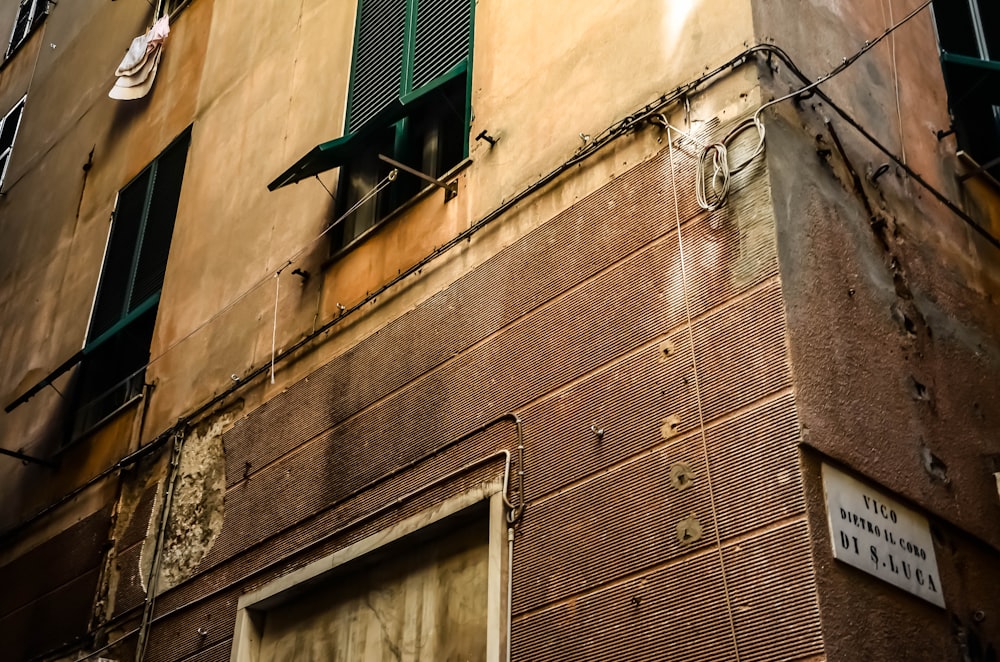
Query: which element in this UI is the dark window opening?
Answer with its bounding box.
[332,0,473,252]
[333,76,468,251]
[70,131,190,440]
[934,0,1000,178]
[0,97,27,186]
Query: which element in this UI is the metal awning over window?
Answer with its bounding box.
[267,60,469,191]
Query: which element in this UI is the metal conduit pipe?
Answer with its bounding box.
[65,412,525,662]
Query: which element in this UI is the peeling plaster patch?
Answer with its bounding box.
[156,405,242,592]
[139,479,166,593]
[95,455,165,622]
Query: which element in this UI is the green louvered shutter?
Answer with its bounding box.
[412,0,472,90]
[87,168,151,340]
[128,134,191,311]
[347,0,406,133]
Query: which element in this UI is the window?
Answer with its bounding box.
[5,0,49,58]
[934,0,1000,176]
[268,0,474,250]
[0,97,28,187]
[232,483,509,662]
[71,131,190,439]
[334,0,472,248]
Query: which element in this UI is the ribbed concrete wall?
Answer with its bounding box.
[103,120,822,662]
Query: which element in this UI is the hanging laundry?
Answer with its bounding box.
[108,16,170,101]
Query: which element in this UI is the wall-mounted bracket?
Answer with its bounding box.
[378,154,458,202]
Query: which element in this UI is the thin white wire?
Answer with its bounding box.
[692,0,933,211]
[667,126,740,661]
[146,170,396,368]
[271,271,281,384]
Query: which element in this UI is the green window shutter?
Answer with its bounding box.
[128,134,190,311]
[347,0,406,133]
[87,127,191,340]
[412,0,472,89]
[87,168,152,338]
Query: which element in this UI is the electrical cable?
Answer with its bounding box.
[667,127,740,662]
[695,0,932,211]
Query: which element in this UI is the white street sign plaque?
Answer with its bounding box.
[823,464,944,607]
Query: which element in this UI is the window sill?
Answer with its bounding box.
[323,157,472,269]
[956,150,1000,193]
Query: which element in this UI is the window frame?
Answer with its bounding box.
[0,94,28,189]
[230,486,511,662]
[4,0,49,61]
[931,0,1000,177]
[330,0,476,252]
[67,127,191,443]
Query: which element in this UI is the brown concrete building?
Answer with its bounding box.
[0,0,1000,662]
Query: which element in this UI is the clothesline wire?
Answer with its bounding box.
[146,170,398,368]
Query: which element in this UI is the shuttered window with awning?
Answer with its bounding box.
[269,0,474,250]
[70,131,190,440]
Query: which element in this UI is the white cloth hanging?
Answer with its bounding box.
[108,16,170,101]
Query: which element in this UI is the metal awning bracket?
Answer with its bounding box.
[0,448,56,467]
[378,154,458,202]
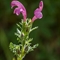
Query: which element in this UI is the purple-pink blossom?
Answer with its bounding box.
[32,1,43,22]
[11,0,27,20]
[11,0,43,22]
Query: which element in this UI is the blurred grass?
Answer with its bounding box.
[0,0,60,60]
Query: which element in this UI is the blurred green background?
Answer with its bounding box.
[0,0,60,60]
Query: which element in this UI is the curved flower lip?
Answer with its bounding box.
[34,8,42,19]
[39,1,43,11]
[32,1,43,22]
[11,0,27,20]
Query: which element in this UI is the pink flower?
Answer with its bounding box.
[11,0,27,20]
[32,1,43,22]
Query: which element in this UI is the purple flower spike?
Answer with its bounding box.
[32,1,43,22]
[39,1,43,11]
[11,0,27,20]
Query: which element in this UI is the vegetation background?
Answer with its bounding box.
[0,0,60,60]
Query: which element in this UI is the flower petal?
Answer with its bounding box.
[34,8,43,19]
[39,1,43,11]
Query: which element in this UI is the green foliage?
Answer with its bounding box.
[0,0,60,60]
[9,19,38,60]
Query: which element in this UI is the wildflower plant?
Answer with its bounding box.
[9,0,43,60]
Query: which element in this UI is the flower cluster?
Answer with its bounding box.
[9,0,43,60]
[11,0,43,22]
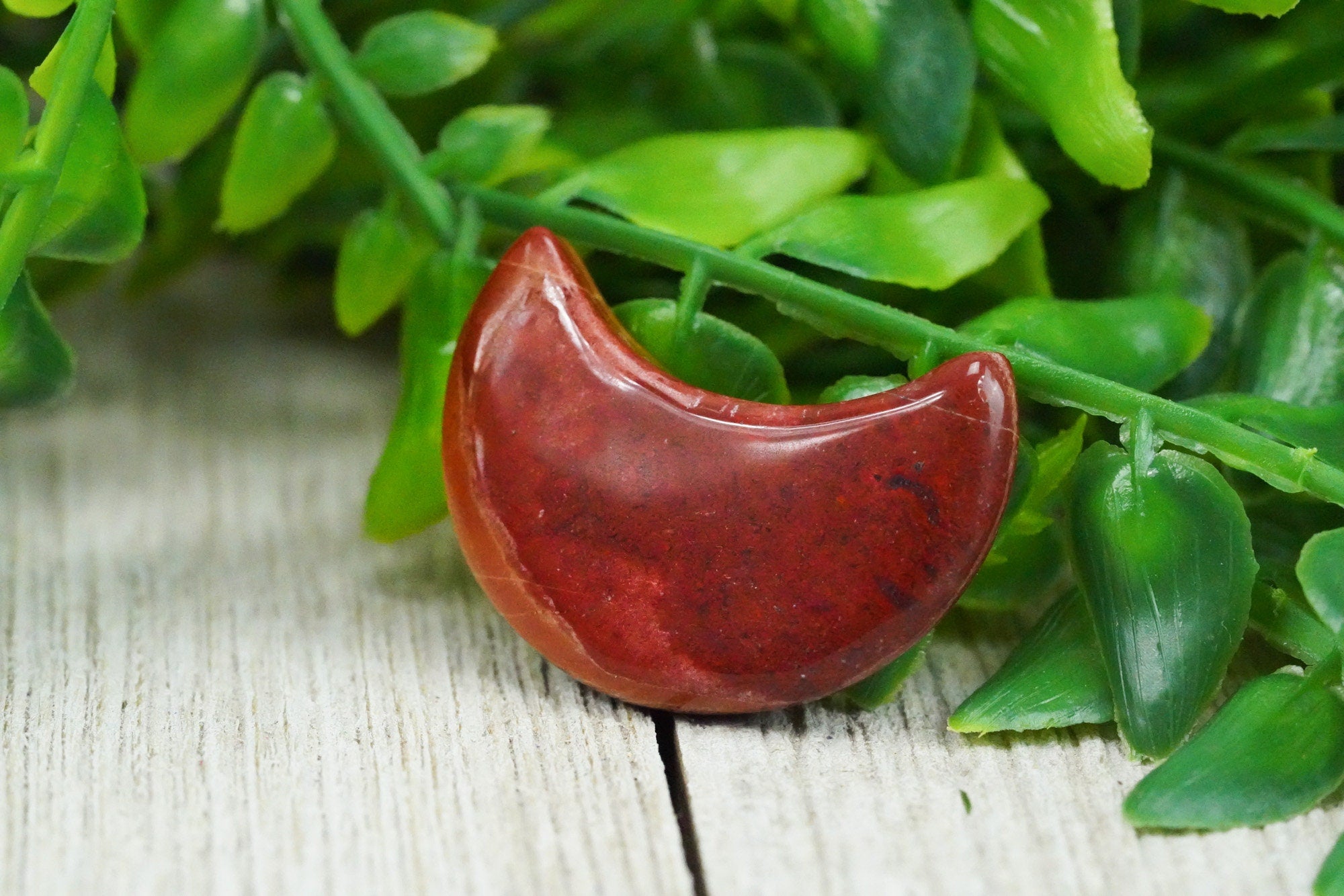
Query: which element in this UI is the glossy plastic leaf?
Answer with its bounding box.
[0,274,75,408]
[948,591,1114,733]
[1125,672,1344,830]
[335,208,434,336]
[1070,442,1257,756]
[863,0,976,183]
[364,250,488,541]
[960,296,1210,392]
[355,9,499,97]
[425,106,551,184]
[564,128,868,247]
[613,298,789,404]
[32,85,146,263]
[216,71,336,234]
[1241,242,1344,406]
[841,633,933,709]
[1120,171,1253,395]
[0,66,28,171]
[28,32,117,99]
[753,177,1050,289]
[125,0,266,164]
[972,0,1153,188]
[1297,529,1344,633]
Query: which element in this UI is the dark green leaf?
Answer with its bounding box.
[1070,437,1257,756]
[556,128,868,246]
[216,71,336,234]
[863,0,976,183]
[960,296,1210,392]
[948,591,1114,733]
[0,274,75,407]
[841,633,933,709]
[1125,673,1344,830]
[355,9,499,97]
[125,0,266,164]
[751,177,1050,289]
[613,298,789,404]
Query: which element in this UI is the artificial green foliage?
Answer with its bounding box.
[972,0,1153,189]
[556,128,868,246]
[355,9,497,97]
[32,86,146,263]
[216,71,336,234]
[961,296,1210,391]
[948,590,1114,733]
[1070,441,1257,756]
[125,0,266,164]
[1125,669,1344,830]
[750,177,1050,289]
[840,633,933,709]
[1241,240,1344,406]
[613,298,789,404]
[0,274,75,408]
[333,206,433,336]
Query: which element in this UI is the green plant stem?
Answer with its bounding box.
[1153,134,1344,246]
[281,0,1344,505]
[277,0,456,246]
[0,0,114,308]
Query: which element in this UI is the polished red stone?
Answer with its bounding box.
[444,228,1017,712]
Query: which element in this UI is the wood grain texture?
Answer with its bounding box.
[677,623,1344,896]
[0,271,692,893]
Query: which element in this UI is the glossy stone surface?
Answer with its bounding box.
[444,228,1017,712]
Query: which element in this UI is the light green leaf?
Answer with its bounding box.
[0,273,75,408]
[556,128,868,247]
[355,9,499,97]
[612,298,789,404]
[216,71,336,234]
[335,208,434,336]
[749,177,1050,289]
[948,591,1114,733]
[1070,437,1257,756]
[1125,673,1344,830]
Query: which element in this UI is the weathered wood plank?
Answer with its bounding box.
[677,618,1344,896]
[0,275,691,893]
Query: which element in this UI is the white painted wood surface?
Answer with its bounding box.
[0,275,692,896]
[0,275,1344,896]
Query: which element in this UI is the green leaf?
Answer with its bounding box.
[28,31,117,99]
[972,0,1153,189]
[840,633,933,709]
[364,250,488,541]
[125,0,266,164]
[612,298,789,404]
[863,0,976,183]
[0,273,75,408]
[817,373,909,404]
[1120,171,1251,395]
[1297,529,1344,634]
[1070,437,1257,756]
[960,296,1210,392]
[335,208,434,336]
[1185,392,1344,470]
[0,66,28,172]
[1125,673,1344,830]
[751,177,1050,289]
[948,590,1114,733]
[355,9,499,97]
[556,128,868,247]
[32,85,146,263]
[1241,240,1344,406]
[216,71,336,234]
[425,106,551,185]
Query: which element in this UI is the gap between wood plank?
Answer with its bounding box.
[649,711,710,896]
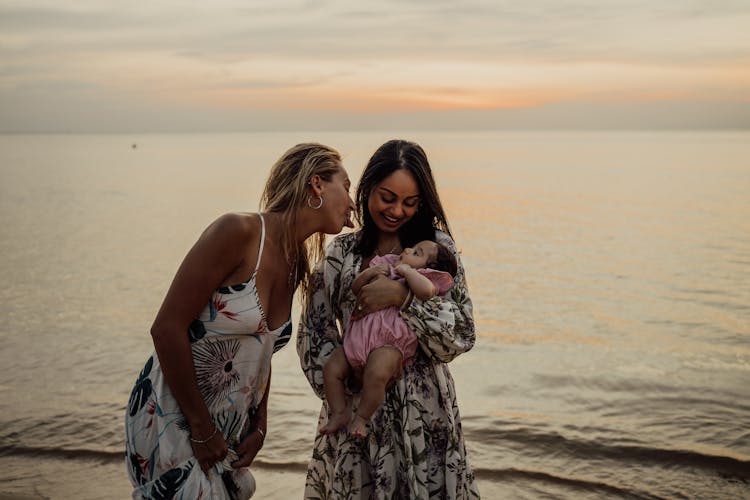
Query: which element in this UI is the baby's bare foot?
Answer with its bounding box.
[349,413,367,439]
[318,411,352,434]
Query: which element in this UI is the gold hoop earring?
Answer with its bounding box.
[307,196,323,210]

_INSTRUCTIONS TO FOLLOW_
Scale the listing from its start through the line containing "[95,455,165,622]", inclusive: rewrite every line in that span with each bounding-box coordinate multiplied by 1.75 and rounded to a whole number, halves rounding up. Keep all other text unchanged, and leave out the picture marker.

_EXERCISE ANSWER_
Query: which element in this UI is the dark window opening?
Answer with its bounding box.
[581,0,828,441]
[583,133,819,439]
[123,229,333,770]
[1635,0,1750,312]
[0,170,47,326]
Query: which element in this UI is the metal awning over window?
Answer with its bounding box.
[467,105,821,334]
Query: which element in this UI is the metal conduit pipe?
Answer with its bounding box.
[114,721,919,1159]
Query: which element in this UI is the peeling plaster patch?
Answer with its bounding box.
[273,709,424,1036]
[243,838,291,1038]
[166,796,289,1089]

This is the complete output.